-- REQUIREMENT 1 --
In the baby pineapple text, how far below the crown is the first cut made?
-- REQUIREMENT 2 --
Please continue the baby pineapple text from the point where it stops.

-- GIVEN PASSAGE --
We're STILL obsessed with baby pineapples. We use them in all their forms; on stems in arrangements, loose to adorn our desks, and growing tall (and ridiculously cute) in our favorite terra cotta planters. 

So what to do after you're done enjoying your little fruit? 

Just like their larger, edible relatives, miniature pineapples can be sprouted into new plants. 

All you'll need are these: A cutting board, three toothpicks, a small vessel filled with water, a sharp (preferably serrated) knife and most importantly, your baby pineapple. 


First, remove the top by cutting about an inch below the crown.  



Then, gently twist the remaining meat off the crown. 

Your deconstructed pineapple should now consist of three parts. 



Peel the base leaves from the crown until you are left with something that looks like this. We ended up peeling off about three layers.

-- Items listed in a dataset --
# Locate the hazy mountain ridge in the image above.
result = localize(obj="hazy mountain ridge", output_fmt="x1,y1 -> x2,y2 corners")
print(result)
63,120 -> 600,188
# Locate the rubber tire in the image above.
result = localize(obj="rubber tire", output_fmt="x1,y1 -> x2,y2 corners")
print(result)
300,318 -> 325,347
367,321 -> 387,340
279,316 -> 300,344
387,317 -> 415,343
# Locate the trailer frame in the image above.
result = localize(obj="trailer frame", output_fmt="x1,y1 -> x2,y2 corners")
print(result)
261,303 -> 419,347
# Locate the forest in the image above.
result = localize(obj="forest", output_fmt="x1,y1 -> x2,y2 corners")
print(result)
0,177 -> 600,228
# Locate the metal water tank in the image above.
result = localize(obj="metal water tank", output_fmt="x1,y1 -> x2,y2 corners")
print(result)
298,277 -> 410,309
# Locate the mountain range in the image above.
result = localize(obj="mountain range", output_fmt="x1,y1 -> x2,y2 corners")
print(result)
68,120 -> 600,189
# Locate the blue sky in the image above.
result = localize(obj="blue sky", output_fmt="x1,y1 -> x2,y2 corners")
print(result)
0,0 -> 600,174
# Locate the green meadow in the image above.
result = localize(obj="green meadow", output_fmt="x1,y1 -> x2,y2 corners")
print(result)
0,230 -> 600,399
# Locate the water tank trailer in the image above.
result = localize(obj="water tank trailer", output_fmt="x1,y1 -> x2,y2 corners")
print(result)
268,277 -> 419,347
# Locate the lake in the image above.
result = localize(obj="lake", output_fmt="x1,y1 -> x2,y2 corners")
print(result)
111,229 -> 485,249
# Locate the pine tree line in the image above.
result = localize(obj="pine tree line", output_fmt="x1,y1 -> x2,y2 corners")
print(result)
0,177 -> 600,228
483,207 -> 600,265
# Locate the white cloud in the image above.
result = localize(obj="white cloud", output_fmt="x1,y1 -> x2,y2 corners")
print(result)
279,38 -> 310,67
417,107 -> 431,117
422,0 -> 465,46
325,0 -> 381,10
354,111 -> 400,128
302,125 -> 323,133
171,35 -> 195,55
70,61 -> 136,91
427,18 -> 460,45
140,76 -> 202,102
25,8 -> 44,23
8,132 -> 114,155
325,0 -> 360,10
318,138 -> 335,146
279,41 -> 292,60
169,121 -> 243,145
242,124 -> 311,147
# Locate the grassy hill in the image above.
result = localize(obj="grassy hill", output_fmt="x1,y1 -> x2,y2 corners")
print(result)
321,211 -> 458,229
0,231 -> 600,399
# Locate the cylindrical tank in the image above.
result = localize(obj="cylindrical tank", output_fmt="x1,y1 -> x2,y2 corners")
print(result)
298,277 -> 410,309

-- EXPECTED OUTPUT 1 --
About an inch below the crown.

-- EXPECTED OUTPUT 2 --
Poke three toothpicks into the base of your crown (about an inch to a half inch higher than the base) making a triangle formation. This will allow the crown to suspend above the water, preventing rot. 

Your finished product should look like this. 

Be sure the base of your pineapple top is always touching the water and that your water is always clean. Use hydrogen peroxide to clean your vessel weekly to avoid bacteria build up. Place your vessel somewhere with a decent amount of indirect sunlight and in a matter of weeks, your pineapple should begin to sprout a new root system. Once a substantial amount of roots have been established, your baby pineapple is ready to be replanted!